*OBJECTIVE:* From the start of the rows up to and including the line with "x=1161, y=799", write the lines out again, changing "Target" to "Label" and leaving everything else as it is.

• • •

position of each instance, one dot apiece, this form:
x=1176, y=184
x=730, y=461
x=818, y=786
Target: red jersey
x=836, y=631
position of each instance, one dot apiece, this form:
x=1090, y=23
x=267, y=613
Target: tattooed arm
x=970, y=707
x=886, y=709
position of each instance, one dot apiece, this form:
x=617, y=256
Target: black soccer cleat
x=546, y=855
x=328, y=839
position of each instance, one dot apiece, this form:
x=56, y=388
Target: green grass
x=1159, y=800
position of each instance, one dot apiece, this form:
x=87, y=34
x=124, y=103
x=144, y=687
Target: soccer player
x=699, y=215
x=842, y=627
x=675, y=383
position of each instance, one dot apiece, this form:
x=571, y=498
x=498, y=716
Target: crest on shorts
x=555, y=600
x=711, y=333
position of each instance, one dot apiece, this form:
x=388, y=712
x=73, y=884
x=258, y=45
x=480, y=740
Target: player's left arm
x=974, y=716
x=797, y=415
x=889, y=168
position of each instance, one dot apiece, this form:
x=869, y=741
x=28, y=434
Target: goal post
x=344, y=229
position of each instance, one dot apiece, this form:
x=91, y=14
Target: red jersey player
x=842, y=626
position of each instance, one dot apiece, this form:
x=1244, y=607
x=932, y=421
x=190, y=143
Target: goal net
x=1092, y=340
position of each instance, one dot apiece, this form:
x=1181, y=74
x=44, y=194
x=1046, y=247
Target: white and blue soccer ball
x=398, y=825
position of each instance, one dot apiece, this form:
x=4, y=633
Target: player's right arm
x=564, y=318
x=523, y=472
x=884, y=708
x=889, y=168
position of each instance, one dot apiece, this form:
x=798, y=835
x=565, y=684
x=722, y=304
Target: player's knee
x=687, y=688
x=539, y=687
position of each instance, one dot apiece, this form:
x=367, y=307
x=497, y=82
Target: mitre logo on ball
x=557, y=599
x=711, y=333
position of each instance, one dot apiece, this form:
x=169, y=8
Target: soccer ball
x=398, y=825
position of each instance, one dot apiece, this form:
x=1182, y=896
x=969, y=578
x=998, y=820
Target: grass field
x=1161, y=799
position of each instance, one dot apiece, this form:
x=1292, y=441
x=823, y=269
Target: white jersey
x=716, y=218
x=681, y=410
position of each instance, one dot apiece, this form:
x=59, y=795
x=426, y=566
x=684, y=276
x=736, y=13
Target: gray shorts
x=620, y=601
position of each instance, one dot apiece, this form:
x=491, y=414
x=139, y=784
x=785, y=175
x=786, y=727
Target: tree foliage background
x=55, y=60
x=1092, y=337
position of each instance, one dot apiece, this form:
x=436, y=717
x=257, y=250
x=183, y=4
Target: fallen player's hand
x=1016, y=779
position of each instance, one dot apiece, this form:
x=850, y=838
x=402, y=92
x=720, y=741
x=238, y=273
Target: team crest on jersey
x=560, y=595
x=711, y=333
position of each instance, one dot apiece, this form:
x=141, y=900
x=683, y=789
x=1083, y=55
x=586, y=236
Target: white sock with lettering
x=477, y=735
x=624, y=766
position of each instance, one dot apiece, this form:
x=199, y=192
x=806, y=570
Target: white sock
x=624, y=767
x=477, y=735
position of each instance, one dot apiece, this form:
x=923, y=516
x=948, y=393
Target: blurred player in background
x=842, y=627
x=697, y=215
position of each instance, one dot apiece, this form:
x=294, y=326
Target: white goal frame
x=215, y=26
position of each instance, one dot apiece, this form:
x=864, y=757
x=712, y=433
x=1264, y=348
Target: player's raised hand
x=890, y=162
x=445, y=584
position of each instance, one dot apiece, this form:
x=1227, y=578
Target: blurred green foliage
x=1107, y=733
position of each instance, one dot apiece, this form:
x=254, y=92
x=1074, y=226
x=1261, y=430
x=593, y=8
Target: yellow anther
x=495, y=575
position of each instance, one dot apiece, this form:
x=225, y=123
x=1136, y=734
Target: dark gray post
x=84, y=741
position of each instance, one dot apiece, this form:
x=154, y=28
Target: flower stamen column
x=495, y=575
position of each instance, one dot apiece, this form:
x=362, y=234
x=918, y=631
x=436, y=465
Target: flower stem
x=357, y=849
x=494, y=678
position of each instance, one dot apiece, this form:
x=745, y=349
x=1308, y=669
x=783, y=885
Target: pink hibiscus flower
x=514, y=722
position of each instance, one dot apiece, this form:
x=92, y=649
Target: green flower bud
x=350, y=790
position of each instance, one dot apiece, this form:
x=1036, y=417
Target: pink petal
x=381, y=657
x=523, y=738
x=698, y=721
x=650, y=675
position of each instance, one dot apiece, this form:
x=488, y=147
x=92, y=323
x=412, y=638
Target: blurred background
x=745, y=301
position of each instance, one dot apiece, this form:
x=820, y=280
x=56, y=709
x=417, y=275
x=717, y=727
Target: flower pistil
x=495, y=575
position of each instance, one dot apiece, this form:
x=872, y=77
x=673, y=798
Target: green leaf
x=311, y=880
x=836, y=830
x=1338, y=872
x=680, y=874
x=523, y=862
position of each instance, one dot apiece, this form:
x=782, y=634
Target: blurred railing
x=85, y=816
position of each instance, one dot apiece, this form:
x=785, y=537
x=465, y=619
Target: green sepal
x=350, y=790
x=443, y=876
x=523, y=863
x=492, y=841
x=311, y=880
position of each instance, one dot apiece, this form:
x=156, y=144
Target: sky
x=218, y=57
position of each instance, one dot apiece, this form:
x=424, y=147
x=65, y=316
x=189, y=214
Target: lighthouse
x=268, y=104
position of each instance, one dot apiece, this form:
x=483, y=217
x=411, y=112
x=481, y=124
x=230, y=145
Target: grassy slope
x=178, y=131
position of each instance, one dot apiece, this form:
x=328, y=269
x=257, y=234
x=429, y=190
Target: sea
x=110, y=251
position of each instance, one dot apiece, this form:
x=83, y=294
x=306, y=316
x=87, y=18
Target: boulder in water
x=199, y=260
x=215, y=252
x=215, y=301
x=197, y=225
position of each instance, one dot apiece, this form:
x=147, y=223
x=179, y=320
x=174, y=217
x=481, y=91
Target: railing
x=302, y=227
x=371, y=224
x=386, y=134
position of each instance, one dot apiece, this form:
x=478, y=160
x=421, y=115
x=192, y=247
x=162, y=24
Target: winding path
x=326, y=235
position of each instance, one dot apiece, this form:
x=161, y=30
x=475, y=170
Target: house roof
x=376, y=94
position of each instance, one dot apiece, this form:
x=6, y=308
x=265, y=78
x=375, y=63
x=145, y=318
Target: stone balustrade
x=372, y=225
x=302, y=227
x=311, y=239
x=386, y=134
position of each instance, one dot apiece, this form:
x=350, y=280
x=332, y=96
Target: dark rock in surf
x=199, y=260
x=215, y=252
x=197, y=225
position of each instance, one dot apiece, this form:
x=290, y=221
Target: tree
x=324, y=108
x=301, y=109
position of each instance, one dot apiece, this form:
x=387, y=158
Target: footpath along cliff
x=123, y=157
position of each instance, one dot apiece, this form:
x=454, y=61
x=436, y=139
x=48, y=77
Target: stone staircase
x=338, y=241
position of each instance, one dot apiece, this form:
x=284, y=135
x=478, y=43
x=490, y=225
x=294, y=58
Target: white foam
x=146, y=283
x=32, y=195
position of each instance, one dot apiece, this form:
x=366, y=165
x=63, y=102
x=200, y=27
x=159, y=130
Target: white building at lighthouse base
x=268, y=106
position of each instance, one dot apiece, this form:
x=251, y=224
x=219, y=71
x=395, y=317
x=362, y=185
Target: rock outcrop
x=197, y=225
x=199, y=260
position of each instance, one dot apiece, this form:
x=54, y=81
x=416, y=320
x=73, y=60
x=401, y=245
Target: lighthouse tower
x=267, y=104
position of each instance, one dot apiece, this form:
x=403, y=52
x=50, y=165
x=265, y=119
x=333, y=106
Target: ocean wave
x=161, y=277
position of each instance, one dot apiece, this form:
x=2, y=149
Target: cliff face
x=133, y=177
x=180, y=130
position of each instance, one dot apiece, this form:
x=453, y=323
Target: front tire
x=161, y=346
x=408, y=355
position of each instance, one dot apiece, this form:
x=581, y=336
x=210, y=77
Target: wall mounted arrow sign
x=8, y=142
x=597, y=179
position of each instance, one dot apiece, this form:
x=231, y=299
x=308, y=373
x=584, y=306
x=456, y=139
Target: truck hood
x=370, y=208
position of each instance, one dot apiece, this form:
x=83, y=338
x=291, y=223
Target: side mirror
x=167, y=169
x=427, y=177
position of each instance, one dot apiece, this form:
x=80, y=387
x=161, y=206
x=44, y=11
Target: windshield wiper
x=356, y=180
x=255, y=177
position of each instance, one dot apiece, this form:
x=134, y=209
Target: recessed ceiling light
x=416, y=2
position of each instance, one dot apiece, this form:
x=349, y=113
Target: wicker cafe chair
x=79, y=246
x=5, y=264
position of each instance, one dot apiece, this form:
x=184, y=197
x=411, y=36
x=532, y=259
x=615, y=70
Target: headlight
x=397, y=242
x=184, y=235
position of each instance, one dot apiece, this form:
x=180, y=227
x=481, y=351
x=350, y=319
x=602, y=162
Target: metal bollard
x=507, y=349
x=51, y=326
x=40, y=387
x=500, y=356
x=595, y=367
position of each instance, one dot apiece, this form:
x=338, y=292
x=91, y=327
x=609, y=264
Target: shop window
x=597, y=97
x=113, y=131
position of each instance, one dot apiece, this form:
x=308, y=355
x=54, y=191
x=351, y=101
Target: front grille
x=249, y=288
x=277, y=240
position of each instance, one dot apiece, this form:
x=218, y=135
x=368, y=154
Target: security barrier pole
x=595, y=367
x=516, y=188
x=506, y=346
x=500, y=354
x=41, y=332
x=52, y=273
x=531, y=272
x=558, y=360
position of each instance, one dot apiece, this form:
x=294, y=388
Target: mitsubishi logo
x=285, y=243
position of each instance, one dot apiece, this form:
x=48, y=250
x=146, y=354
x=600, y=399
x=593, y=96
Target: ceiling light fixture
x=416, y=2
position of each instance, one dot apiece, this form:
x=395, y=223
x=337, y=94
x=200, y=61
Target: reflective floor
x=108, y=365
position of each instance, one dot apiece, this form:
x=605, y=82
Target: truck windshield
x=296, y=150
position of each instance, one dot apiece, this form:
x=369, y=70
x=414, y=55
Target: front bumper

• • •

*FINAL ANSWER:*
position of each instance, one dot apiece, this form:
x=1176, y=184
x=730, y=461
x=818, y=786
Label: red jersey
x=836, y=631
position of each instance, one dot apiece, this form:
x=1090, y=23
x=267, y=613
Label: tattooed arm
x=970, y=707
x=886, y=709
position of each instance, one dot apiece, this form:
x=617, y=256
Label: black soccer cleat
x=546, y=855
x=328, y=839
position of each instance, one dot apiece, this form:
x=56, y=388
Label: green grass
x=1159, y=800
position of each instance, one dot apiece, this form:
x=87, y=34
x=124, y=103
x=144, y=687
Label: soccer player
x=699, y=215
x=842, y=627
x=675, y=383
position of each instance, one dot apiece, this form:
x=571, y=498
x=498, y=716
Label: crest on shorts
x=555, y=600
x=711, y=333
position of each instance, one dot apiece, this form:
x=388, y=712
x=73, y=884
x=258, y=45
x=480, y=740
Label: player's left arm
x=974, y=716
x=797, y=415
x=889, y=168
position of each instance, one dot apiece, this form:
x=869, y=741
x=28, y=434
Label: goal post
x=344, y=229
position of each instance, one dot apiece, this form:
x=91, y=14
Label: red jersey player
x=842, y=626
position of each instance, one dot apiece, this form:
x=1244, y=607
x=932, y=421
x=190, y=143
Label: goal net
x=1092, y=340
position of each instance, one dot apiece, this form:
x=1181, y=74
x=44, y=194
x=1046, y=247
Label: white and blue soccer ball
x=398, y=825
position of each instance, one dot apiece, this form:
x=4, y=633
Label: player's right arm
x=564, y=318
x=523, y=472
x=884, y=708
x=889, y=168
position of each instance, one dot apiece, this form:
x=798, y=835
x=565, y=684
x=722, y=304
Label: player's knee
x=687, y=688
x=539, y=687
position of each instance, one dot apiece, this form:
x=367, y=307
x=497, y=82
Label: mitre logo on ball
x=557, y=599
x=711, y=333
position of each instance, one dot apiece, this form:
x=169, y=8
Label: soccer ball
x=398, y=825
position of each instance, one dot apiece, this form:
x=1182, y=896
x=969, y=578
x=998, y=820
Label: grass field
x=1161, y=799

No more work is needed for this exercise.